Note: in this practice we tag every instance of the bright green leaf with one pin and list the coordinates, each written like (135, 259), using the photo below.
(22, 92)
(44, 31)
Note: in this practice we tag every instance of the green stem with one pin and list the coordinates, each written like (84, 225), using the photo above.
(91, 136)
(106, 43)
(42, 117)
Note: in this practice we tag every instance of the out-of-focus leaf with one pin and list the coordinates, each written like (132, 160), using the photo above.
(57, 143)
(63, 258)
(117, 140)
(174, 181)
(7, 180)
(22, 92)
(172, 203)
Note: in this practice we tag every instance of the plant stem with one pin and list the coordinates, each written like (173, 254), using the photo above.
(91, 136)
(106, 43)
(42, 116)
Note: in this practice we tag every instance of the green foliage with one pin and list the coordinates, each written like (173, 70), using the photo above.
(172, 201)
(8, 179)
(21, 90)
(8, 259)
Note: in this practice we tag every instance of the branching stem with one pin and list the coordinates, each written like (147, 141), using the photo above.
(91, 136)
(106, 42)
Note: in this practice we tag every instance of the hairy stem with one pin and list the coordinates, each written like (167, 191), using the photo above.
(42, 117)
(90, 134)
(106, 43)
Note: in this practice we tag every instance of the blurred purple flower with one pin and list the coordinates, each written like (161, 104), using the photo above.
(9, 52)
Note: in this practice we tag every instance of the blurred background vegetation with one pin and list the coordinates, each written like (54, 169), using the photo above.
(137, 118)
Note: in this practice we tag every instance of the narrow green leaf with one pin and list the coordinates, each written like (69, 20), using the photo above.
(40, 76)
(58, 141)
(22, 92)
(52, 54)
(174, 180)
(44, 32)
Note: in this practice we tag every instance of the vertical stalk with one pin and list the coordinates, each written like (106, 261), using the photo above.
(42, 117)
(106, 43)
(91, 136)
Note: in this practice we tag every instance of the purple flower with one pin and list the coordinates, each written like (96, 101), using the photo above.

**What the task requires**
Lay out every line of the listing above as a numbered list, leaving out blank lines.

**Output for this exercise**
1. Note: in this practice we tag every instance of the bright green leaf with one pin and list the coordinates, each written like (135, 259), using the photo below.
2. (22, 92)
3. (44, 31)
4. Note: in this practice we tag every instance of the green stem with one pin and list the coordinates, each written like (84, 225), using the photo above.
5. (91, 136)
6. (106, 43)
7. (42, 117)
8. Note: in this practice we tag every instance of the out-of-focus leaf with one pin and list the coordinates, each written like (132, 160), using the photo above.
9. (57, 143)
10. (63, 258)
11. (117, 140)
12. (174, 181)
13. (7, 180)
14. (22, 92)
15. (172, 203)
16. Note: in this practice we tag every instance of the plant stem with one pin and list the coordinates, each written like (173, 254), using the photo above.
17. (91, 136)
18. (106, 43)
19. (42, 116)
20. Note: in this practice we tag every instance of the green foliage with one pin and list the coordinates, each written like (173, 70), using the photo above.
21. (172, 201)
22. (8, 179)
23. (21, 90)
24. (8, 259)
25. Note: in this practice we tag every instance of the branching stem with one pin and list the coordinates, each written like (147, 141), using the photo above.
26. (91, 136)
27. (106, 42)
28. Note: in this practice we tag every instance of the hairy stem with one pin and list the coordinates, each written like (167, 191), using the photo above.
29. (42, 117)
30. (90, 134)
31. (106, 43)
32. Note: in this practice we tag every instance of the blurred purple flower with one pin and list the coordinates, each written like (161, 104), using the photo above.
33. (9, 52)
34. Note: in this practice we tag every instance of the blurred background vegetation with one pin and list the coordinates, each written like (54, 169), using the photo above.
35. (137, 118)
36. Note: in this practice we tag every instance of the narrow green leaf with one pin and list the coordinates, each written like (69, 20), using the photo above.
37. (40, 76)
38. (58, 141)
39. (22, 92)
40. (52, 54)
41. (174, 180)
42. (44, 32)
43. Note: in this practice we tag every instance of the vertical stalk with one pin and list the coordinates, each written like (106, 261), using the photo above.
44. (42, 117)
45. (106, 43)
46. (91, 136)
47. Note: in this practice we tag every instance of the purple flower with one pin and list the coordinates, each written like (96, 101), using the photo above.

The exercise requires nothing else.